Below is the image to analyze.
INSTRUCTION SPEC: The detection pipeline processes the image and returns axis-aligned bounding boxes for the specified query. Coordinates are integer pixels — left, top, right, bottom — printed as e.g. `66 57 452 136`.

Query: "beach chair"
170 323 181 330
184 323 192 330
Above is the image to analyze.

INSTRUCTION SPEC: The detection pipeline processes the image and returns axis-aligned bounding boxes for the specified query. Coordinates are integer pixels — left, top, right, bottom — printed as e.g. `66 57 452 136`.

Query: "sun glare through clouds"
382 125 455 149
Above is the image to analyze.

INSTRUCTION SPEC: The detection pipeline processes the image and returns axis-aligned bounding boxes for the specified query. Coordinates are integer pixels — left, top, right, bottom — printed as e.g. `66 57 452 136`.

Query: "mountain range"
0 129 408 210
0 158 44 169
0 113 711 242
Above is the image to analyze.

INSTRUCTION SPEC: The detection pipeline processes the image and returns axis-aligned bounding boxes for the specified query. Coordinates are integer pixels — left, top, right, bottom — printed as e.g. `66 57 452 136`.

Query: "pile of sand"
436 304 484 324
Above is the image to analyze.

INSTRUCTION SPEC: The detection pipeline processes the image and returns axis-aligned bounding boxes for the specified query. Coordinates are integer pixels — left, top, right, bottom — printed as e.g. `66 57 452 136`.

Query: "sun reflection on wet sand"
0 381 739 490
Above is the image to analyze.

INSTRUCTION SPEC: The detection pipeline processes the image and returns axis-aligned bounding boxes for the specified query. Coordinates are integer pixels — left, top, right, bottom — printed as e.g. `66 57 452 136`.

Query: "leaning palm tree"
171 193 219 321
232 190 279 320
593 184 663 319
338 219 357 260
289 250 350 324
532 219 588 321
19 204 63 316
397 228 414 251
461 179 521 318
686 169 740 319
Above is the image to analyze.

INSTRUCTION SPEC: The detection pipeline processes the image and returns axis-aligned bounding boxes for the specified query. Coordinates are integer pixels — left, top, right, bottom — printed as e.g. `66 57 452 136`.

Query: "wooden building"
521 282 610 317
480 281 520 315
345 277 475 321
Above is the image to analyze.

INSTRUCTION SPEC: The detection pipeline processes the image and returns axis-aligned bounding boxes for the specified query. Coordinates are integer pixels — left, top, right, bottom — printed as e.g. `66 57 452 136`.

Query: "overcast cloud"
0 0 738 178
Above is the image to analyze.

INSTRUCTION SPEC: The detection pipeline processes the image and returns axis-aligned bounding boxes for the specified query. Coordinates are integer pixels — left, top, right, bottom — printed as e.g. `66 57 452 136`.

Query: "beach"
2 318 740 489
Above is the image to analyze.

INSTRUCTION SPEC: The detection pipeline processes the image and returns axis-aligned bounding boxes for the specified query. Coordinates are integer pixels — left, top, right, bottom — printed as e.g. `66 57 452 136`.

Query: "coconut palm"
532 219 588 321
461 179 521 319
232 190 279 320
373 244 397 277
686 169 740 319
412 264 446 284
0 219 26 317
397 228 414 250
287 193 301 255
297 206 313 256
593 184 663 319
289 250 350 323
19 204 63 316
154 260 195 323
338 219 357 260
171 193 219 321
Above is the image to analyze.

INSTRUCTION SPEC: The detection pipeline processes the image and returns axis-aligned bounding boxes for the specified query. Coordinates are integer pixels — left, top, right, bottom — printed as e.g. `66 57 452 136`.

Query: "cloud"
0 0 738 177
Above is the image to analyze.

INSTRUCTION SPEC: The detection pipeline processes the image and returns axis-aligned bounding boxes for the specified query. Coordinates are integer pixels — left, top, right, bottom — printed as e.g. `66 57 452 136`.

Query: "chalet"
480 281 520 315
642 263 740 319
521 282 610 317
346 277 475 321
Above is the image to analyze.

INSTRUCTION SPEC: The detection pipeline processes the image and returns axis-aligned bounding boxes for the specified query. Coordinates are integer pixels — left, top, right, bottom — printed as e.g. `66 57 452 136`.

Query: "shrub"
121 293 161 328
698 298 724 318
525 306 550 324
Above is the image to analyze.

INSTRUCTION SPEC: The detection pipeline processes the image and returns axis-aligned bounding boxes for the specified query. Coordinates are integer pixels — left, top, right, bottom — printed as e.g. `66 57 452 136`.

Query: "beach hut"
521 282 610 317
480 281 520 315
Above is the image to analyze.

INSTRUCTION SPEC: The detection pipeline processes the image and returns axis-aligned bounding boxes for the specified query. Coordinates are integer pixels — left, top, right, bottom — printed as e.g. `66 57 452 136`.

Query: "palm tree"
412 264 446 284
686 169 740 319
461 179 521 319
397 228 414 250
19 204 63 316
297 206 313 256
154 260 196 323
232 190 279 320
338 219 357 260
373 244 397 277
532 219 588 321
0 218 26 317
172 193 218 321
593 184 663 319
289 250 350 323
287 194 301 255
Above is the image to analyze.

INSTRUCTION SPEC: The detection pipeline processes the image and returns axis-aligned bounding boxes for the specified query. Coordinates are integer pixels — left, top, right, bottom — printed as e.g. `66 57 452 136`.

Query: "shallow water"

------------------------------------------------------------

Repeat each entry above, matching every line exactly.

Below is the image to analyze.
INSTRUCTION SPEC: The detection pipeline processes the image and returns axis-aligned bounding boxes for the specified query. Coordinates are integer pixels — left, top, right, bottom — printed as e.g. `66 57 452 136`.

Query: "beach chair"
170 323 181 330
184 323 192 330
Above is the image to analyze.

INSTRUCTION SPEC: The detection pipeline processes the image and returns axis-aligned bounding boxes for the specified query. Coordinates are integer pixels — left, top, right, bottom — printed as e.g. `66 57 452 136`.

Query: "sun glare through clouds"
382 125 455 149
Above is the image to analyze.

INSTRUCTION SPEC: The detection pipeline processes the image and returns axis-aligned bounding boxes for the specified query. Coordinates are integer pixels — left, top, right, bottom — printed as e.g. `66 57 452 136`.

Query: "mountain range"
0 129 408 210
0 158 44 169
0 113 711 242
Above is the image to analyze.

INSTRUCTION SPEC: The detection pipeline processes the image and returns axis-aligned bounding boxes for the specified query. Coordinates are integer pixels — left, top, right, bottom — printed as e.g. `66 57 452 136`.

Query: "pile of sand"
436 304 484 324
Above is the image to analyze.

INSTRUCTION SPEC: The detection pipeline processes the image and returns axis-aligned bounding boxes for the specified query. Coordinates are integer pixels — left, top, right, bottom — printed as e.g. `66 57 452 136`.

Query: "sun reflection on wet sand"
0 381 739 490
Above is the image to analyze.

INSTRUCTION SPEC: The detection pipeline processes the image and returns axis-aligned bounding boxes for the specified query. Coordinates are integer pixels — left, top, right, bottom — printed as e.g. `66 57 452 136`.

Query: "leaning palm tree"
171 193 219 321
232 190 279 320
593 184 663 319
338 219 357 260
289 250 350 324
532 219 588 321
19 204 63 316
397 228 414 251
461 179 521 318
686 169 740 319
Above is the image to analyze.

INSTRUCTION SPEC: The detection pipeline processes the image and returns axis-aligned bounding boxes for the specified query. Coordinates are integer pixels — left, top, right, bottom — printed as e.g. `66 57 452 136`.

Query: "wooden building"
521 282 610 317
480 281 520 315
345 277 475 321
Above is the image to analyze.

INSTRUCTION SPEC: The detection pipeline processes the image and returns axis-aligned bounding boxes for the specified query. Coordinates are integer pixels — left, top, right, bottom — printed as e.g. `66 57 452 136`.

Query: "overcast cloud"
0 0 738 178
Above is the image to analyze.

INSTRUCTION SPEC: The detection pipeline processes the image and returns axis-aligned bounding boxes for the specified query. Coordinates are integer pixels — left, top, right, bottom — printed as e.g. `66 57 452 136`.

Query: "beach"
2 318 740 489
Above is the image to analyze.

INSTRUCTION SPEC: The detection pipeline processes the image and returns axis-aligned bounding boxes for the specified query. Coordinates are integer pixels — left, top, right, bottom — printed as e.g. `66 57 452 136`.

Query: "coconut palm"
532 219 588 321
461 179 521 319
232 190 279 320
373 244 397 277
686 169 740 319
412 264 446 284
0 219 26 317
397 228 414 250
287 193 301 255
297 206 313 256
593 184 663 319
289 250 350 323
19 204 63 316
154 260 195 323
338 219 357 260
171 193 219 321
Above is the image to analyze.

INSTRUCTION SPEC: The detection pipeline processes the image and returns axis-aligned bounding boxes for the specified query. Coordinates are integer pixels — left, top, right, bottom — printed as e.g. `66 57 452 136`.

Query: "cloud"
0 0 738 177
Above is the image to analyze.

INSTRUCTION SPEC: The detection pipeline processes the image and returns axis-aligned bounding boxes for the specified query. Coordinates are integer pixels — left, top, right, bottom — printed as e.g. `66 57 452 136`.

Query: "chalet"
480 281 520 315
642 263 740 319
521 282 610 317
346 277 475 321
Above is the image to analyze.

INSTRUCTION SPEC: The detection pipeline processes the image and returns axis-aligned bounding boxes for the specified query. Coordinates are integer pixels — left, top, right, bottom — printed as e.g. `66 57 452 136`.

Query: "shrub"
121 293 161 328
698 298 724 318
525 306 550 324
Above is the image to analyze.

INSTRUCTION SPEC: The detection pipeline processes the image and returns axis-aligned bounding boxes for the specified query. Coordinates are integer pixels — left, top, right, bottom — printed as e.g. `66 57 452 136`.

Query: "beach hut"
521 282 610 317
480 281 520 315
Above is the image to analyze.

INSTRUCTION SPEC: The detection pipeline processes the image and returns axis-aligned bounding boxes for the specified query. Coordinates are integer pixels — left, top, right, bottom — printed as e.g. `66 57 452 136`.

Query: "palm tree"
412 264 446 284
686 169 740 319
461 179 521 319
397 228 414 250
19 204 63 316
297 206 313 256
154 260 196 323
232 190 279 320
338 219 357 260
373 244 397 277
532 219 588 321
0 218 26 317
172 193 218 321
593 184 663 319
289 250 350 323
287 194 301 255
Above is the image to analyze.

INSTRUCTION SPEC: The detection pipeline processes the image and returns axis-aligned bounding boxes for the specified query. Coordinates are integer pixels — left, top, right, bottom — printed as e.g. `66 57 452 136`.

Query: "shallow water"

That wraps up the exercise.